WORK TO COMPLETE: Please output every line of the material as it stands, without the pictures.

AVAILABLE DATA:
— Begin —

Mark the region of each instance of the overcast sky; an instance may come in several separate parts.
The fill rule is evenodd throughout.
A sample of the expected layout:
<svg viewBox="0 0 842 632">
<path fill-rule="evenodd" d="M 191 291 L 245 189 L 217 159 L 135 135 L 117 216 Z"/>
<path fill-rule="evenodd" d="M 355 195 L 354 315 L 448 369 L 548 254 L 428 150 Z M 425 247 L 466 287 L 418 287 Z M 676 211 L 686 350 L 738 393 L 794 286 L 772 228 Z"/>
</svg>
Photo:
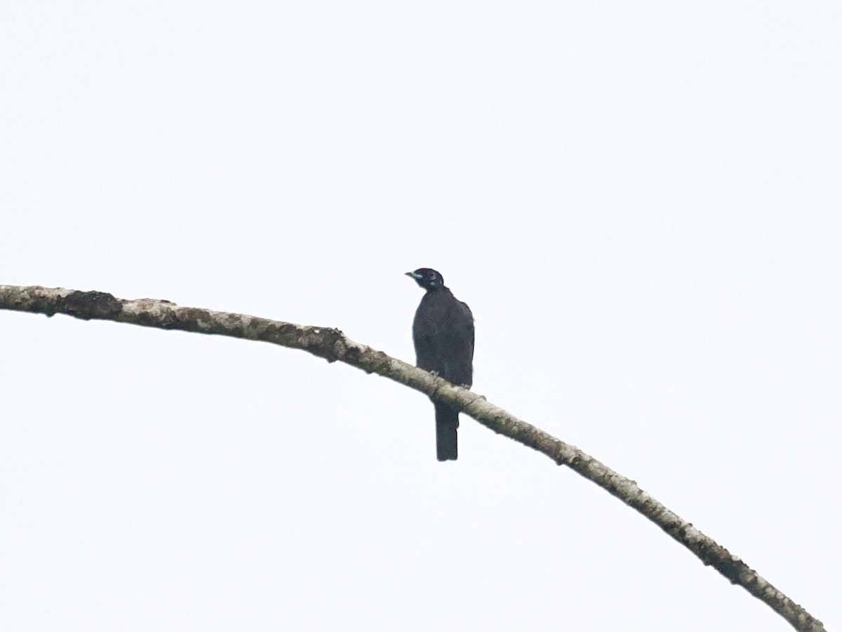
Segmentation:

— End —

COMPLETED EXERCISE:
Mark the region of each instance of the overcast sky; an instance may come in several separate parts.
The fill rule is evenodd throughout.
A sample of the expected layout:
<svg viewBox="0 0 842 632">
<path fill-rule="evenodd" d="M 191 291 L 245 189 L 217 159 L 135 135 L 117 216 Z"/>
<path fill-rule="evenodd" d="M 355 195 L 354 315 L 448 369 L 548 254 L 428 150 Z M 425 247 L 466 287 L 418 287 Z M 676 211 L 686 350 L 738 393 L 794 286 L 772 228 Z"/>
</svg>
Photo:
Segmentation:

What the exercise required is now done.